--- Start ---
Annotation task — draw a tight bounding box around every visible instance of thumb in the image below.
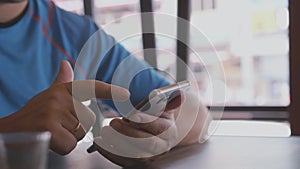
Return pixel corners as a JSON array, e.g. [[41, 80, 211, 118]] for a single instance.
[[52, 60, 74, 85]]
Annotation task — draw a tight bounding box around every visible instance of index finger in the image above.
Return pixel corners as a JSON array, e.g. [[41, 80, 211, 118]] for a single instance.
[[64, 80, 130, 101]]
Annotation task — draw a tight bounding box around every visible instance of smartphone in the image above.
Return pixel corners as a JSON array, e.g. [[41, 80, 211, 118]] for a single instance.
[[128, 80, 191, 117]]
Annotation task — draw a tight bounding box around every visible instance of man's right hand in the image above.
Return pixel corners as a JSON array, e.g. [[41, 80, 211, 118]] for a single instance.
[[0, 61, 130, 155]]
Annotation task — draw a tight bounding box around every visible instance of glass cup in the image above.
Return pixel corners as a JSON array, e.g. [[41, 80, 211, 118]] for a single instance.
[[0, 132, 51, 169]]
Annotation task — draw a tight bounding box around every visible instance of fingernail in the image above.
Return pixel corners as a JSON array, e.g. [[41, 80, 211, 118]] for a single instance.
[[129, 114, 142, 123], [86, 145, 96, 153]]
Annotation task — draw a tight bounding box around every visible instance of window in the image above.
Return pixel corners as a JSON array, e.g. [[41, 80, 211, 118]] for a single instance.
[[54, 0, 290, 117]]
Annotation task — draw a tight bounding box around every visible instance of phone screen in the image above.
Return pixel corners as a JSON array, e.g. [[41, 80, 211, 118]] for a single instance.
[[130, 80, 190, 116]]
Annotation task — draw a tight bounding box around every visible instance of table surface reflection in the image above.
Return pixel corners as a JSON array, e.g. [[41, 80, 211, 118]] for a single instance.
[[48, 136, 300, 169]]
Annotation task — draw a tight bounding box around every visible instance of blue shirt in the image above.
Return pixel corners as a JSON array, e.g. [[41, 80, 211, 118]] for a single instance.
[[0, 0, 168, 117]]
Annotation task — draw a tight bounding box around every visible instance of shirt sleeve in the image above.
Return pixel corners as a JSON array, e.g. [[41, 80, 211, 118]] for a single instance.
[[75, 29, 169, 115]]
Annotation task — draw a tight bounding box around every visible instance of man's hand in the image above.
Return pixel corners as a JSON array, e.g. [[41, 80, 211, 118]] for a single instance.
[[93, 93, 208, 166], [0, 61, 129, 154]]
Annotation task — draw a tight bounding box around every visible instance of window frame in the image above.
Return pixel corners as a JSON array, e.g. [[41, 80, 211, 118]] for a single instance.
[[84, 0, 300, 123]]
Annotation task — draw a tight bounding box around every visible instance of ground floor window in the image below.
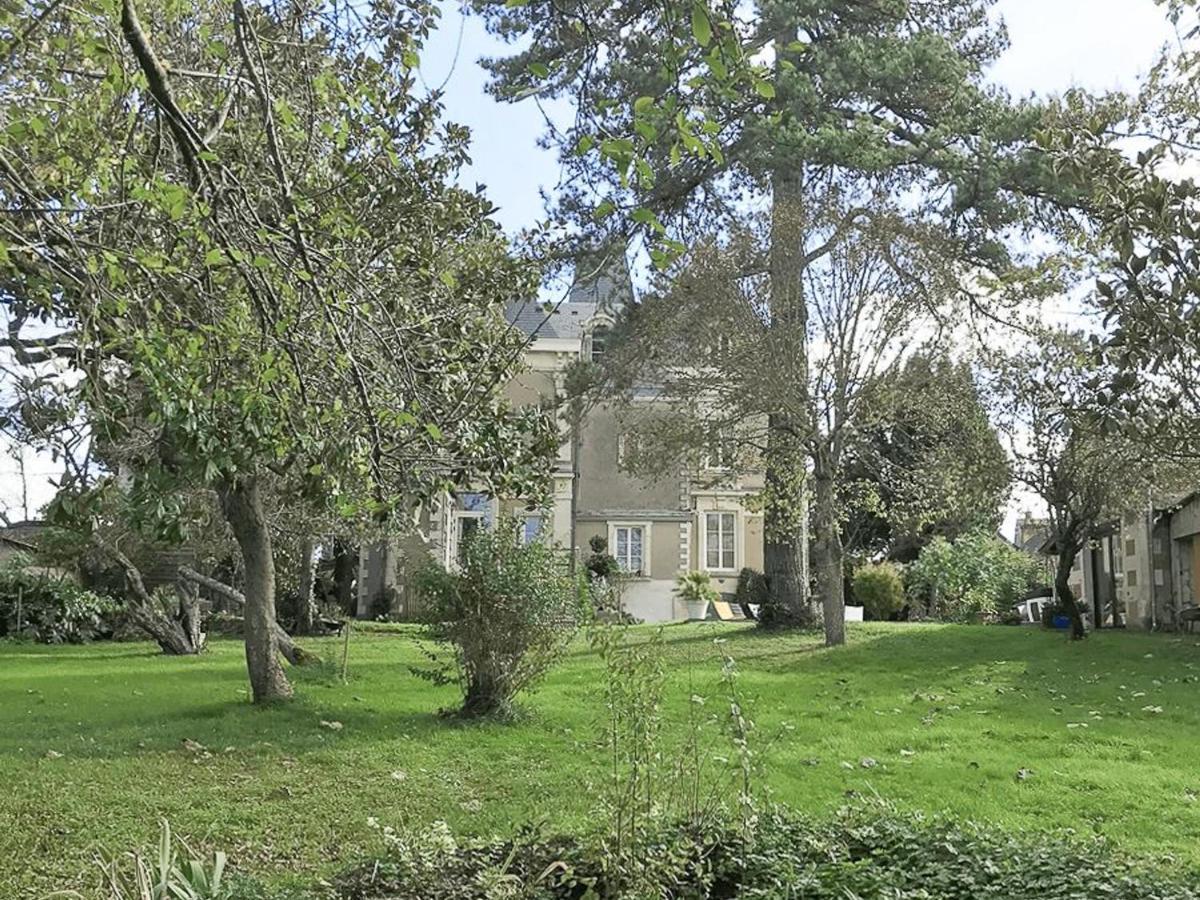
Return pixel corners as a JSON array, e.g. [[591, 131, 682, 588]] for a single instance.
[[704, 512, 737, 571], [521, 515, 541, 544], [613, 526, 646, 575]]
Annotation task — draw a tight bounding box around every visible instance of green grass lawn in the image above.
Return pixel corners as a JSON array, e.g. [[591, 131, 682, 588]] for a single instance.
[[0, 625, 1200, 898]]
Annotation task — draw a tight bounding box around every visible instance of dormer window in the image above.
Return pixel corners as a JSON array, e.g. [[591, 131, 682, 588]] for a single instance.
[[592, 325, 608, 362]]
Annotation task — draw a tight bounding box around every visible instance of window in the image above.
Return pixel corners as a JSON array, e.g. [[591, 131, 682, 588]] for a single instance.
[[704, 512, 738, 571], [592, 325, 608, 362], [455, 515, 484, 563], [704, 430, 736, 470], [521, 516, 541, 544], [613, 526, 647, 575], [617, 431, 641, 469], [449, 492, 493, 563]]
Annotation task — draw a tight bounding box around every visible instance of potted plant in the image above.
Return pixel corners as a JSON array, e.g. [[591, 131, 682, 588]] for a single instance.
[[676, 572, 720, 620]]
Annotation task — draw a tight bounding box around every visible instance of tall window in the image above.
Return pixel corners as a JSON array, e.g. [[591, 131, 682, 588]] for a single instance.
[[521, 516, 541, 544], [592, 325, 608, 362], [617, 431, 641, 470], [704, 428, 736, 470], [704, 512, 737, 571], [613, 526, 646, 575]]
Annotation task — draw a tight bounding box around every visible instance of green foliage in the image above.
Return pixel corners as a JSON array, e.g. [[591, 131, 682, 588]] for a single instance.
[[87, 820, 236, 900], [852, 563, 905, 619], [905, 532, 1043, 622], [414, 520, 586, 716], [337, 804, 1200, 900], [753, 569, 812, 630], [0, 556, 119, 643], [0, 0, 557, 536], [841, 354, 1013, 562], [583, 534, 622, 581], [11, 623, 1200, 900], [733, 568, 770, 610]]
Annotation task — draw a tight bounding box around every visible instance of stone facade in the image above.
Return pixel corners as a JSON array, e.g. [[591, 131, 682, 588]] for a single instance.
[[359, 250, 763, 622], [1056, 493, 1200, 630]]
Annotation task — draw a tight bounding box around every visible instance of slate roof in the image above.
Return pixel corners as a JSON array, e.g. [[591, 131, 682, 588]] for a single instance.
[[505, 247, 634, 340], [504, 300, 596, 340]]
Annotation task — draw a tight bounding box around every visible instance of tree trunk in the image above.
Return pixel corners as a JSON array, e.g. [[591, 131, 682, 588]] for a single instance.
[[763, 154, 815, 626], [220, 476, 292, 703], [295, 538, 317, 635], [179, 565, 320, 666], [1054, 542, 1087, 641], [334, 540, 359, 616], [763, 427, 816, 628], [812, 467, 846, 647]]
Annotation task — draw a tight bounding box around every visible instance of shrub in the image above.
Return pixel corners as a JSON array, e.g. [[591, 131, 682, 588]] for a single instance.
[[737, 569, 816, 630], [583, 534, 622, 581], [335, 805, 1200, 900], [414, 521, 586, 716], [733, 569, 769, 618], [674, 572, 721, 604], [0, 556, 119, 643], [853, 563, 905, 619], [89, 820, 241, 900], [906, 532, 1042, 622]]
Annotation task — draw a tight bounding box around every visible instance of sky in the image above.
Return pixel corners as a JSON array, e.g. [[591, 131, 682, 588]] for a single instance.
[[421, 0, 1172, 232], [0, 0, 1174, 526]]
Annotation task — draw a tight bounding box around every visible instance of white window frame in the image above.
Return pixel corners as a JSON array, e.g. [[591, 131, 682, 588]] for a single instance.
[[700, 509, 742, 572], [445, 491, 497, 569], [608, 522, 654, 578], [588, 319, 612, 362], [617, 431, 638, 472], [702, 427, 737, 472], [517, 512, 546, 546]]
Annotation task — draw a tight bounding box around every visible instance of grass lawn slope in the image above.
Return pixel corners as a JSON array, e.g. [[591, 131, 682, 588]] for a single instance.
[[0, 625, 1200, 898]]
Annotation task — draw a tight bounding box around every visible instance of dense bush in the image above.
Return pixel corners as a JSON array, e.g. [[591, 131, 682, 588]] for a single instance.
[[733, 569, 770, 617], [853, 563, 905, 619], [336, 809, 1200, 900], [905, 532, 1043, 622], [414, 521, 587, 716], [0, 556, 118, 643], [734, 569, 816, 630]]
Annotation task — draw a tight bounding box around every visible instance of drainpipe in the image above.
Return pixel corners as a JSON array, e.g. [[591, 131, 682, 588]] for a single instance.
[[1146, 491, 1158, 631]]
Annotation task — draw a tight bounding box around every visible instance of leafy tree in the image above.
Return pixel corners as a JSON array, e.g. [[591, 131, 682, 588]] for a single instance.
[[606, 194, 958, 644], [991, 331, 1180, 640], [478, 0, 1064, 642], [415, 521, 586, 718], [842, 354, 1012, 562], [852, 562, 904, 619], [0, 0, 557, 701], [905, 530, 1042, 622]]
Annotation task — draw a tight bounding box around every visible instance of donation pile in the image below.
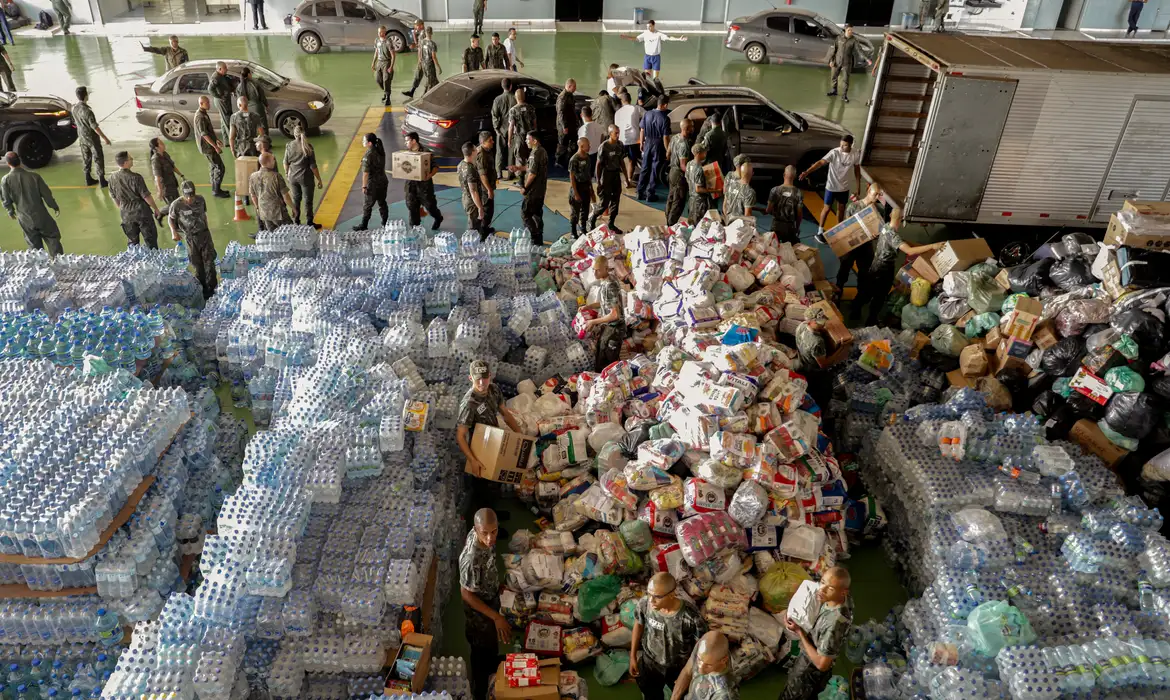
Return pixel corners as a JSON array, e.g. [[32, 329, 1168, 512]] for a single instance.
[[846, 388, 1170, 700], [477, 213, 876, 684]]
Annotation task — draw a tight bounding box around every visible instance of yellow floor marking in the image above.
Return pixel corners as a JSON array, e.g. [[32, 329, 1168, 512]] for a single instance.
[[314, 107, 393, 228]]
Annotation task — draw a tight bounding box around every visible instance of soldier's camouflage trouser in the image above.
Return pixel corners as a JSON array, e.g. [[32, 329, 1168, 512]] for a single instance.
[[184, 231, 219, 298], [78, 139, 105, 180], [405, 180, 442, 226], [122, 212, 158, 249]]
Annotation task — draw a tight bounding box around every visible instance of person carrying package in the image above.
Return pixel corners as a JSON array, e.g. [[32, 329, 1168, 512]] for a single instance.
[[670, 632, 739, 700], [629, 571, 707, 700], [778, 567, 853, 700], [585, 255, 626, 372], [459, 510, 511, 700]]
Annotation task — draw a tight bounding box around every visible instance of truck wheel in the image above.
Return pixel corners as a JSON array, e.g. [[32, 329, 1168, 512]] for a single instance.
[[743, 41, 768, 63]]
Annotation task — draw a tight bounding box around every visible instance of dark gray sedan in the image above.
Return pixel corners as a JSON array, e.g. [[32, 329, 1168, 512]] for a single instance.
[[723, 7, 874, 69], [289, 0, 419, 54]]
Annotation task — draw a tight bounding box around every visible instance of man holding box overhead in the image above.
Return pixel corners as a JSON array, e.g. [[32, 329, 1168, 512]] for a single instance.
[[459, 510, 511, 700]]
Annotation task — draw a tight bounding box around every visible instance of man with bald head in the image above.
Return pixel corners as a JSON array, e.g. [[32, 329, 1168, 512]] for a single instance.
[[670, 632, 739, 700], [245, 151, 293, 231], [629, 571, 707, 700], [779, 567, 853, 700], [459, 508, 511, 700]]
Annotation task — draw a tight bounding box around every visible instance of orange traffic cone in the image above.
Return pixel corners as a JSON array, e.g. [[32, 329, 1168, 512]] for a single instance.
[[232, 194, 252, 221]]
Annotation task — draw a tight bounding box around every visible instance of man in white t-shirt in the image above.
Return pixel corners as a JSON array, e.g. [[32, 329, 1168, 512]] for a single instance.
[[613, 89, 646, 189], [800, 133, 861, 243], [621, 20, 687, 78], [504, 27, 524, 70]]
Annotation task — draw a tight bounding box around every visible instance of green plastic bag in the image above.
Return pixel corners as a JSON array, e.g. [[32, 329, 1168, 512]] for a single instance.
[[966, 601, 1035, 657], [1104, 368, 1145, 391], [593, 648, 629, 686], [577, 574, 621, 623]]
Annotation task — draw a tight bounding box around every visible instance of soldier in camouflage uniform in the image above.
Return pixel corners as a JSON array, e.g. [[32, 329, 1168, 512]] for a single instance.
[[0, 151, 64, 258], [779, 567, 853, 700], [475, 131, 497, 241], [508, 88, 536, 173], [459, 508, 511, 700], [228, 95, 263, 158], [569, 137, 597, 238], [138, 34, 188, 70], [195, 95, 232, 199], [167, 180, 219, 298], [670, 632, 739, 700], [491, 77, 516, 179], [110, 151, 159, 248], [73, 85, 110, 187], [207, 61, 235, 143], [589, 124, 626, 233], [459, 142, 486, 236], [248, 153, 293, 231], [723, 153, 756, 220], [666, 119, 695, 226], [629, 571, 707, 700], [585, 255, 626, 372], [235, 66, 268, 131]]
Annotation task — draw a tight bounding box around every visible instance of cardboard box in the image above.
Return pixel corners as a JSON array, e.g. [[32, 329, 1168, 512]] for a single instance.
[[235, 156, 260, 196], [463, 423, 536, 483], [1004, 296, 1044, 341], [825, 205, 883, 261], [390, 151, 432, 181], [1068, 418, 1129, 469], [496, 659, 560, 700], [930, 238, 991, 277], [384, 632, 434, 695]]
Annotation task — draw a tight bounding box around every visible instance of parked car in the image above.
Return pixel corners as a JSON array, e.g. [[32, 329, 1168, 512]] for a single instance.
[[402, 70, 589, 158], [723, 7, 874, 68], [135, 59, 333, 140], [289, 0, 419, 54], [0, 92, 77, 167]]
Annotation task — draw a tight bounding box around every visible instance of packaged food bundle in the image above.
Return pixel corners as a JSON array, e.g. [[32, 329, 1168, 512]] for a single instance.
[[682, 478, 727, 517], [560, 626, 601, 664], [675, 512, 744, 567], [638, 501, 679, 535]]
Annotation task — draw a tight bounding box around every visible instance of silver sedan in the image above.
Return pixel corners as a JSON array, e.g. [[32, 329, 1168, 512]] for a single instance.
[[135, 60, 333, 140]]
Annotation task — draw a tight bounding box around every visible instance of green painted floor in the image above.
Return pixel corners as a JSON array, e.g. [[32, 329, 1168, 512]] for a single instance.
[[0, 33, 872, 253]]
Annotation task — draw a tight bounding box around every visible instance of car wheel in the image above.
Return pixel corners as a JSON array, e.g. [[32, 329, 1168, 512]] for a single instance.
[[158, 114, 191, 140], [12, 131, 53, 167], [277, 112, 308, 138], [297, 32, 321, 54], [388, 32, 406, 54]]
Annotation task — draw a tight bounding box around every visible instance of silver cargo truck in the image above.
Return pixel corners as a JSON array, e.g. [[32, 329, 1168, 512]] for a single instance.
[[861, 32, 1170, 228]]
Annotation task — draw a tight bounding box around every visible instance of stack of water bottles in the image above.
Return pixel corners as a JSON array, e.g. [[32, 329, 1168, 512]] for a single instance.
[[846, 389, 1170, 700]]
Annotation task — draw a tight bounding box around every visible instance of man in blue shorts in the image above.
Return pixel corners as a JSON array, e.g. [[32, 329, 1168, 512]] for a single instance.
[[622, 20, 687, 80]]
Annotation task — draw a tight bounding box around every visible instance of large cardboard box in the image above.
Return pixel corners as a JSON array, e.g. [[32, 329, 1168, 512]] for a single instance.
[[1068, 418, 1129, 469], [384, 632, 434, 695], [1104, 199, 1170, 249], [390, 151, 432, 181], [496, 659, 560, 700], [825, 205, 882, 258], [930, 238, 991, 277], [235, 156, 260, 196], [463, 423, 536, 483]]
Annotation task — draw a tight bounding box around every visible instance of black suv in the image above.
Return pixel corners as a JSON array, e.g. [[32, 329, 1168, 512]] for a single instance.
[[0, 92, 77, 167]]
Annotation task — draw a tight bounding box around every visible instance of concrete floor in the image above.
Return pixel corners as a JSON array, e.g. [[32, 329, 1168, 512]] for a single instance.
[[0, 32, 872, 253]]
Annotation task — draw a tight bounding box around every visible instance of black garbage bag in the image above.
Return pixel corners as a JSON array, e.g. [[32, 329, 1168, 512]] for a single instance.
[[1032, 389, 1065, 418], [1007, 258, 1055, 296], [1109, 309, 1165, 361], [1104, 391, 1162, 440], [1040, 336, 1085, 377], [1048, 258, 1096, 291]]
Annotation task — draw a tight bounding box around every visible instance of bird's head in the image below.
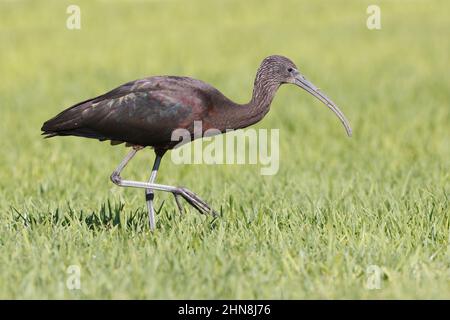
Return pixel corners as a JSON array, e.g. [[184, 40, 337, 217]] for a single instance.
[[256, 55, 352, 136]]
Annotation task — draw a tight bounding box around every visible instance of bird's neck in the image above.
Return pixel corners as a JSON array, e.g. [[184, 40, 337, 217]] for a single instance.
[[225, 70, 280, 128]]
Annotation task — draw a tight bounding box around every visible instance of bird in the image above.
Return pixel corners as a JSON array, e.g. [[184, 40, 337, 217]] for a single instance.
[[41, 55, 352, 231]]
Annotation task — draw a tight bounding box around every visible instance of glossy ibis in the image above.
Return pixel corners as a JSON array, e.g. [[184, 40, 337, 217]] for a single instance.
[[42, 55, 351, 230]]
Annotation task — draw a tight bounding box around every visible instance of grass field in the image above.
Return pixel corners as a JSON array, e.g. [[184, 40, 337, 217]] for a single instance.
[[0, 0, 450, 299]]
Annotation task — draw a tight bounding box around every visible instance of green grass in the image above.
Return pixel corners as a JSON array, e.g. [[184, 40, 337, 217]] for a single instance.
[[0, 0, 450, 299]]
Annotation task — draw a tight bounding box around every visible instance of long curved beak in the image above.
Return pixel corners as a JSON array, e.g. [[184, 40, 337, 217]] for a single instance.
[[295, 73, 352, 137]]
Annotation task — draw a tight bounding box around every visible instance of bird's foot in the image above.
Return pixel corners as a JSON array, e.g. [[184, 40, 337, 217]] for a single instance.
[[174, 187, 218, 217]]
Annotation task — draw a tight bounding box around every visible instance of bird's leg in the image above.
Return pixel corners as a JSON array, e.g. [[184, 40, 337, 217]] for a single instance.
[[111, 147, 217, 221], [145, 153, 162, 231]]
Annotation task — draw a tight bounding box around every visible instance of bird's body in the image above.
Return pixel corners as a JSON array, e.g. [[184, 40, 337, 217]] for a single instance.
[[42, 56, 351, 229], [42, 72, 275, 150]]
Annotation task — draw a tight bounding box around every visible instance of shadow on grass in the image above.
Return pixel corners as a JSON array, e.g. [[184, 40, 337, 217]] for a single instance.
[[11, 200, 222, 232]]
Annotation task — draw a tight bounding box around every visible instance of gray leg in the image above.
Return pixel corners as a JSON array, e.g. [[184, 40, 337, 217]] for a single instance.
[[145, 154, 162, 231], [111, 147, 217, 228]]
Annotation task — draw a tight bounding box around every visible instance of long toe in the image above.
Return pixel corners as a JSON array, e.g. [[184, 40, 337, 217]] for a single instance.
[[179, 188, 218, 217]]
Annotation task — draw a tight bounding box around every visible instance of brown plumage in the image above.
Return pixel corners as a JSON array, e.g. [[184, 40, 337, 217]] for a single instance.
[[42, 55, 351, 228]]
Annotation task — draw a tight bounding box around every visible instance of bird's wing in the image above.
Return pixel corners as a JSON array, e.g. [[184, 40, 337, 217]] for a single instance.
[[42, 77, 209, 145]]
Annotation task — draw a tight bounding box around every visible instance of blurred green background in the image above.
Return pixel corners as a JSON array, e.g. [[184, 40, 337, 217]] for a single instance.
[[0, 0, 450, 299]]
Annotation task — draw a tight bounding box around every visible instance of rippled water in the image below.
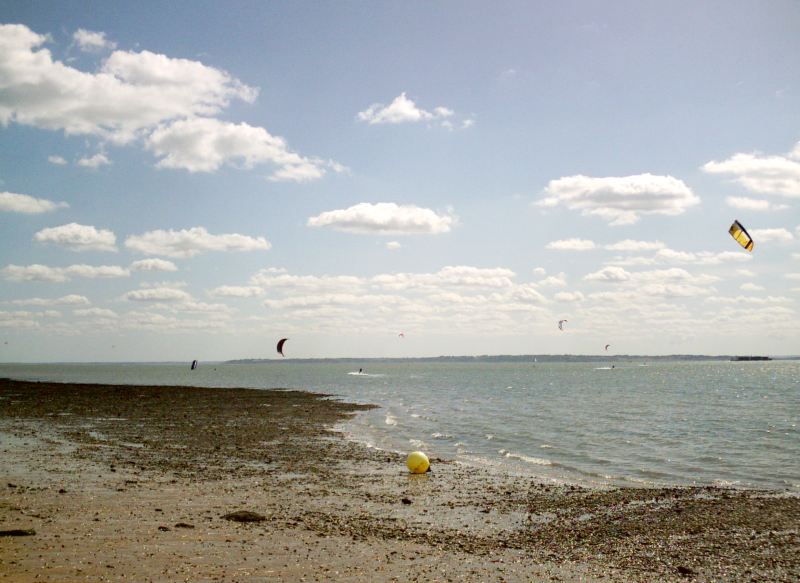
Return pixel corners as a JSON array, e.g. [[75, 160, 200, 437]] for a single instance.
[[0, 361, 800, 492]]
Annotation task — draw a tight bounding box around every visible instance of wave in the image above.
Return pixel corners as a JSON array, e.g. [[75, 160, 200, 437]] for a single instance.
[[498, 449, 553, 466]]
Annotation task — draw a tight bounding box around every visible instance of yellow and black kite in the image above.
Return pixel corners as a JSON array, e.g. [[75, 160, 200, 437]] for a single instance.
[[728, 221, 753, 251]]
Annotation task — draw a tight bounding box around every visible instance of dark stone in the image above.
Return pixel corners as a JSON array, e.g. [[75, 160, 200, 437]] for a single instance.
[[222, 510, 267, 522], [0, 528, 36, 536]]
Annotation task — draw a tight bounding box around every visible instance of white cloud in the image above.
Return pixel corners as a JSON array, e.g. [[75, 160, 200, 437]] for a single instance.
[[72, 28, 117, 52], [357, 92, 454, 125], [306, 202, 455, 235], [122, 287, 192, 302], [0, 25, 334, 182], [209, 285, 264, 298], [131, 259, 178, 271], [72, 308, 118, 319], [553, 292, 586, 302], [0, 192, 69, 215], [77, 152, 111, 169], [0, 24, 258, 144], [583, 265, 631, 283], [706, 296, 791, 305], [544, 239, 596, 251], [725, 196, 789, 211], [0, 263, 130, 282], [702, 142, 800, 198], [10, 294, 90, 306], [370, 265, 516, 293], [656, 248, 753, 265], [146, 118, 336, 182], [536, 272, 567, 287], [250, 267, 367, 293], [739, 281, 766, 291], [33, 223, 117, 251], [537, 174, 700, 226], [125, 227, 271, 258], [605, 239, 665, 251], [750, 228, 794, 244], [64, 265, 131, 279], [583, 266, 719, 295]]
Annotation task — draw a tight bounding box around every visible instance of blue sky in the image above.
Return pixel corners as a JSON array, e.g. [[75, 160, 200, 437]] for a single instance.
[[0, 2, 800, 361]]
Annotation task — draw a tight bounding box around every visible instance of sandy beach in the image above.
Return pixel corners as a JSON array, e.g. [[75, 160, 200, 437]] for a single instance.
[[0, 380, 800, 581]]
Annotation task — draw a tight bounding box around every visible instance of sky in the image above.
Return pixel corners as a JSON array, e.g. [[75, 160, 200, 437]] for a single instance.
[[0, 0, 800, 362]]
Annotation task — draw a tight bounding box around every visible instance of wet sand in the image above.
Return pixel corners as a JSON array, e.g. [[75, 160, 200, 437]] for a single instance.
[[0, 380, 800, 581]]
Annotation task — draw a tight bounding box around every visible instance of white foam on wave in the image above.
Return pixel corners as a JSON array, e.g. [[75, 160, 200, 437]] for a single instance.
--- End ---
Switch "orange" to "yellow" in the items between the line holding "bald head in the image above." and the line holding "[[232, 194, 252, 221]]", inclusive, and give back only those lines with nothing else changed.

* _SOLUTION_:
Annotation task — draw a tight bounding box around every visible instance of man with bald head in the image above.
Return pixel corners as a JSON array, e.g. [[32, 329, 1168, 512]] for a single instance.
[[670, 632, 739, 700], [245, 151, 293, 231], [629, 571, 707, 700], [779, 567, 853, 700], [459, 508, 511, 700]]
Annotation task — draw a tight bounding box around every visible instance of yellow traffic cone in the image above.
Return pixel corners as a JSON array, e.g. [[32, 329, 1168, 512]] for a single instance.
[[232, 194, 252, 221]]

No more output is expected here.